■ **TEKST DO CZYTANIA**:
Aż tak widać, że kocham Shirley Jackson? Niestety to ostatni tom wznowień Repliki. Tym razem jest to zbiór opowiadań ze słynną tytułową Loterią. Nie są to jednak horrory, choć nie brakuje w nich ukrytej grozy codzienności.
Nadchodzi zima
– Co to za czasy, jeżeli szesnastoletnie panienki mają takie czarne myśli – odezwał się i chciał dodać: „Za moich młodych lat dziewczyny myślały wyłącznie o koktajlach i randkach”, ale się powstrzymał […].
– Nie przestaję o tym myśleć – mówiła teraz cicho, ale bardzo wyraźnie, nie do niego, ale do określonego punktu na przeciwległej ścianie. – Wyobrażam sobie, że zacznie się od kościołów. Najpierw pójdą kościoły, nawet chyba przed Empire State Building. A potem wielkie kamienice czynszowe. Te na skarpie. Będą się powoli, ale nieuchronnie zsuwały do rzeki. Ze wszystkimi mieszkańcami. Potem szkoły. Może w czasie lekcji łaciny, podczas rozbioru tekstów Cezara. – Spojrzała mu prosto w twarz. W oczach jej malowało się podniecenie […].
– Nabijasz sobie niepotrzebnie głowę tymi ponurymi myślami. Kupiłabyś sobie jakiś tygodnik filmowy i poczytała sobie o gwiazdach.
– Będę mogła przebierać w magazynach filmowych, ile mi się tylko będzie podobało – powiedziała z naciskiem. – Bo widzi pan, kolejka podziemna przebije się z tunelu na ulicę i kioski gazetowe zostaną zmiażdżone. Będzie można wziąć, co się będzie chciało. Pisma, batoniki czekoladowe, pomadki do ust. Sztuczne kwiaty i suknie będą się poniewierały po bruku, bo wielkie magazyny też się rozlecą. Nawet futra będą do wzięcia.
– Mam nadzieję, że sklepy monopolowe też się rozpadną – zażartował. Zaczynała mu działać na nerwy. – Wezmę sobie skrzynkę koniaku i będę miał spokój do końca życia.
– Biurowce zamienią się w kupę gruzów. – Spojrzała mu prosto w oczy. – Pewnie chciałby pan znać dokładnie co do minuty czas, w którym to się zacznie.
– Zrozumiałem – parsknął. – Zginę tak samo jak wszyscy. Zrozumiałem.

■ **DANE ŹRÓDŁOWE**:
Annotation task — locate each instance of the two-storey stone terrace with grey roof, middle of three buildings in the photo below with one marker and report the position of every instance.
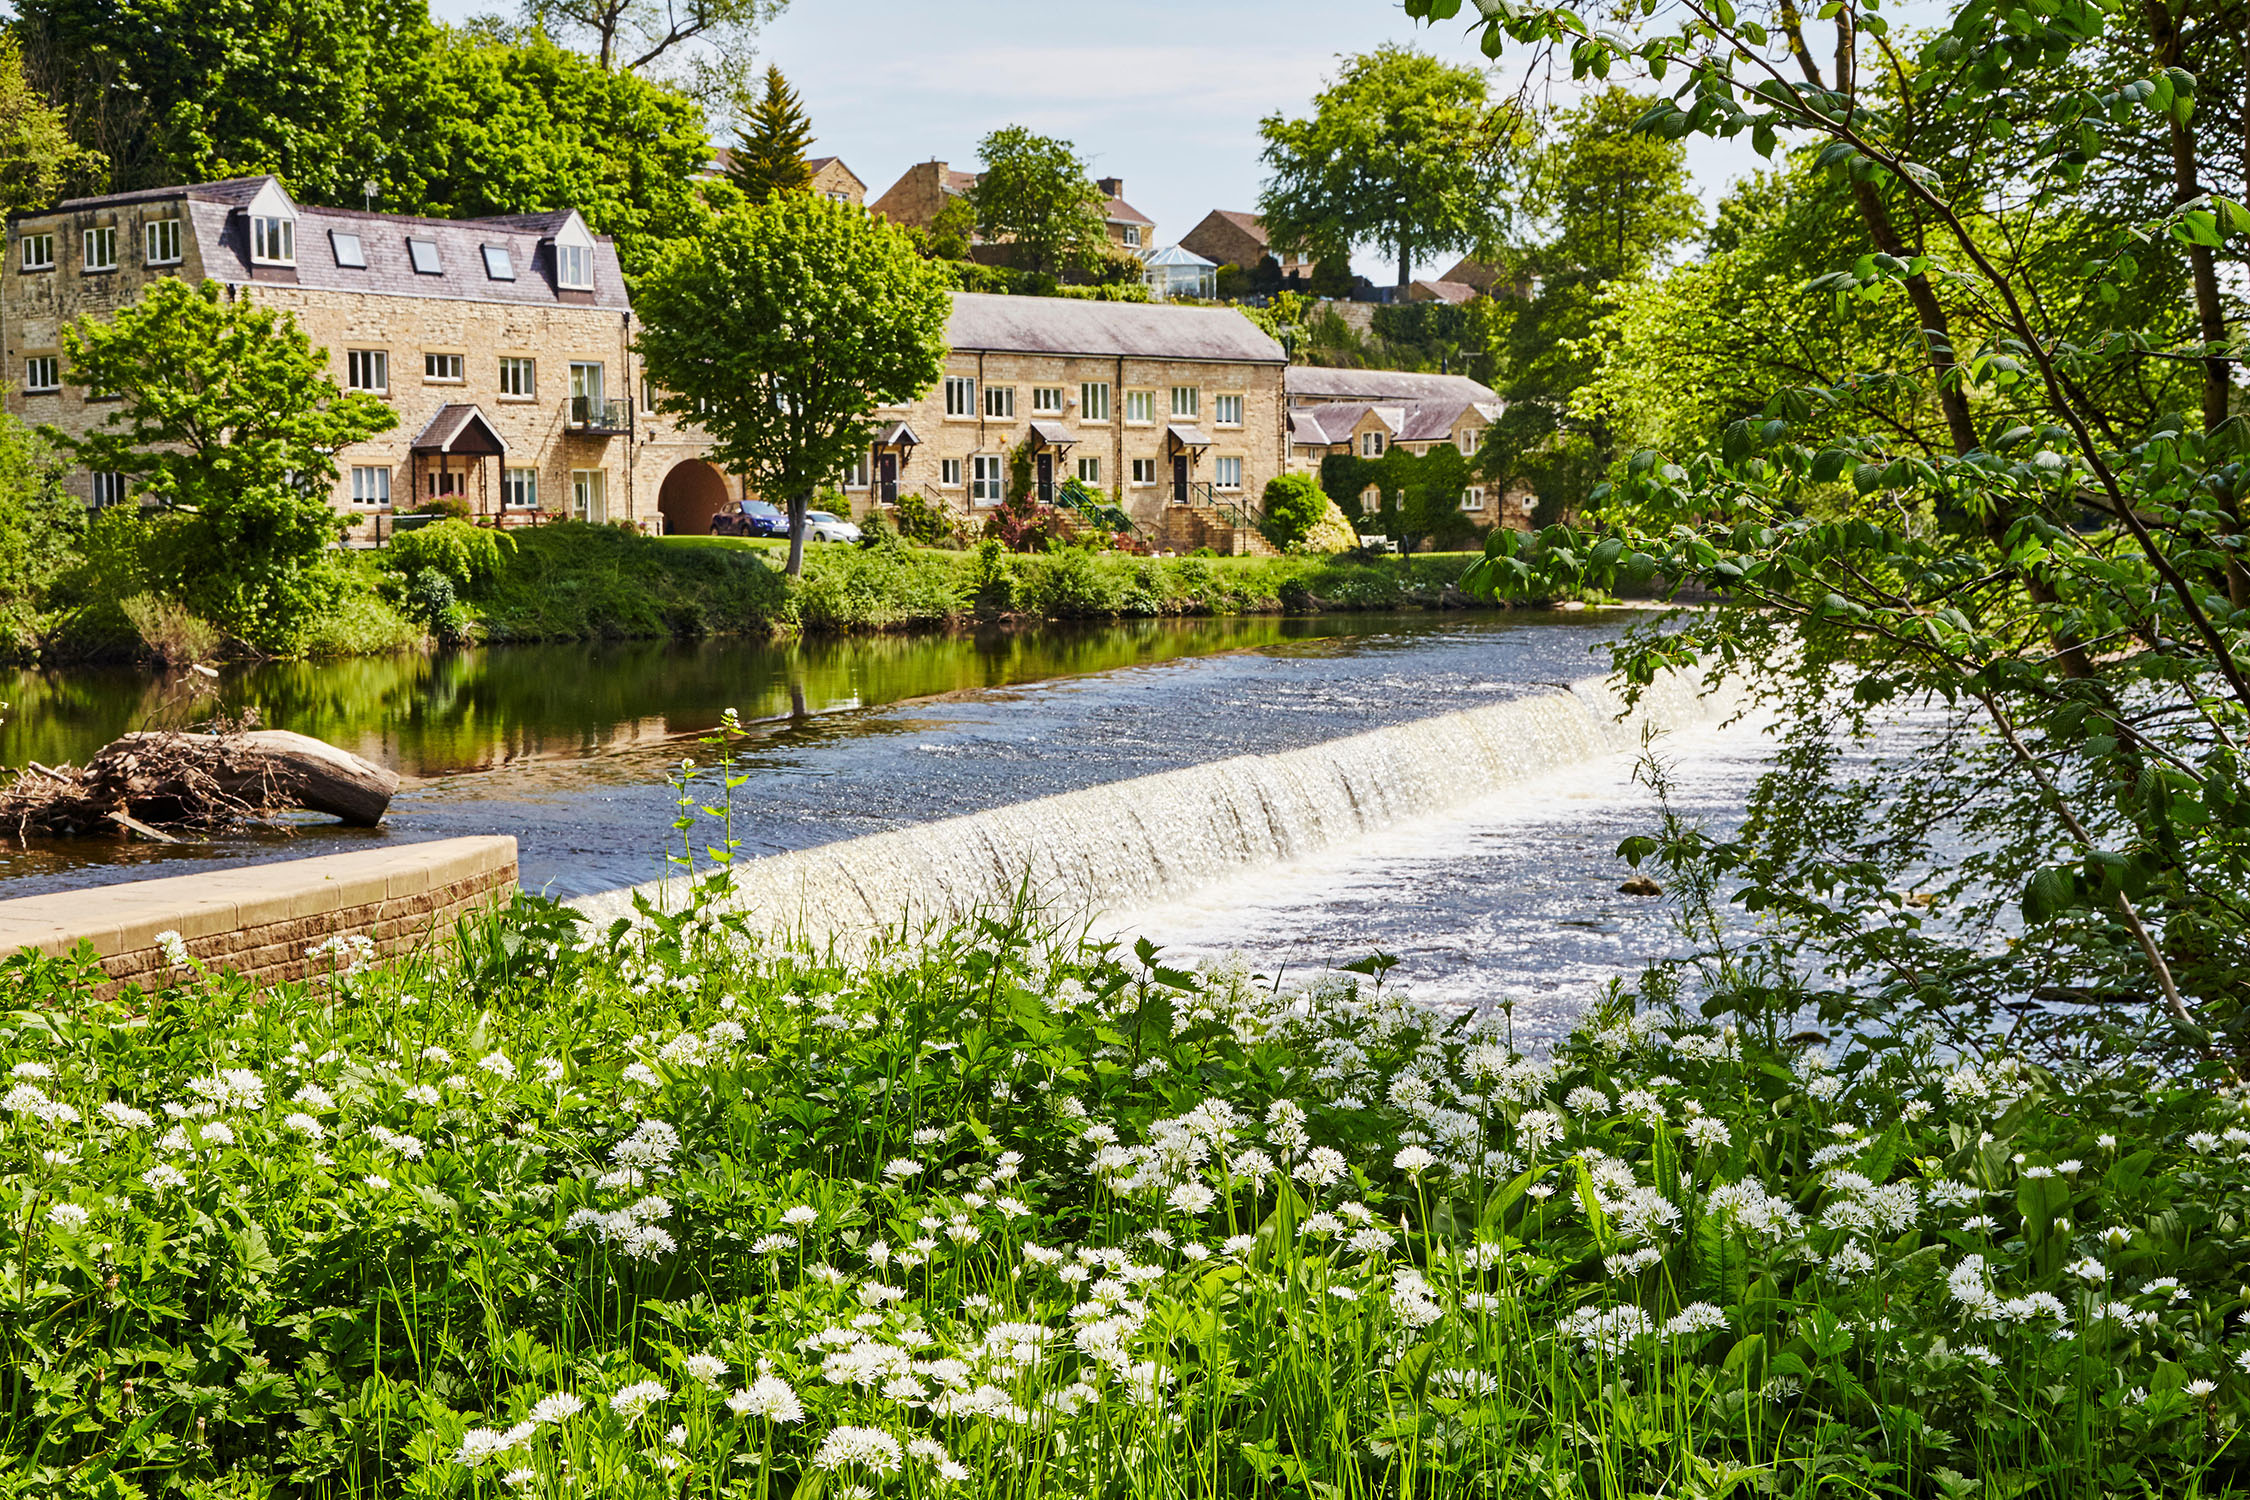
(1160, 408)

■ **ĆWICZENIE 1**:
Zredaguj fragment tekstu do czytania od „Nadchodzi zima” do „się powstrzymał […].”, zamieniając „szesnastoletnie” na „siedemnastoletnie”.
■ **ĆWICZENIE 2**:
Określ, czy poniższe zdania są zgodne z tekstem do czytania. Przy każdym odpowiedz „tak” lub „nie” i przytocz rozstrzygające słowa tekstu.
(a) Opowiadania w zbiorze to horrory.
(b) Dziewczyna wyobraża sobie, że najpierw runą kościoły.
(c) Mężczyzna żartuje, że weźmie sobie skrzynkę whisky.
■ **ĆWICZENIE 3**:
Co według dziewczyny z tekstu do czytania stanie się z kioskami gazetowymi?

■ **ODPOWIEDŹ KOŃCOWA 1**:
Nadchodzi zima
– Co to za czasy, jeżeli siedemnastoletnie panienki mają takie czarne myśli – odezwał się i chciał dodać: „Za moich młodych lat dziewczyny myślały wyłącznie o koktajlach i randkach”, ale się powstrzymał […].

■ **ODPOWIEDŹ KOŃCOWA 2**:
(a) Nie: „Nie są to jednak horrory”.
(b) Tak: „Najpierw pójdą kościoły”.
(c) Nie: „Wezmę sobie skrzynkę koniaku”.

■ **ODPOWIEDŹ KOŃCOWA 3**:
Zostaną zmiażdżone, gdy kolejka podziemna przebije się z tunelu na ulicę.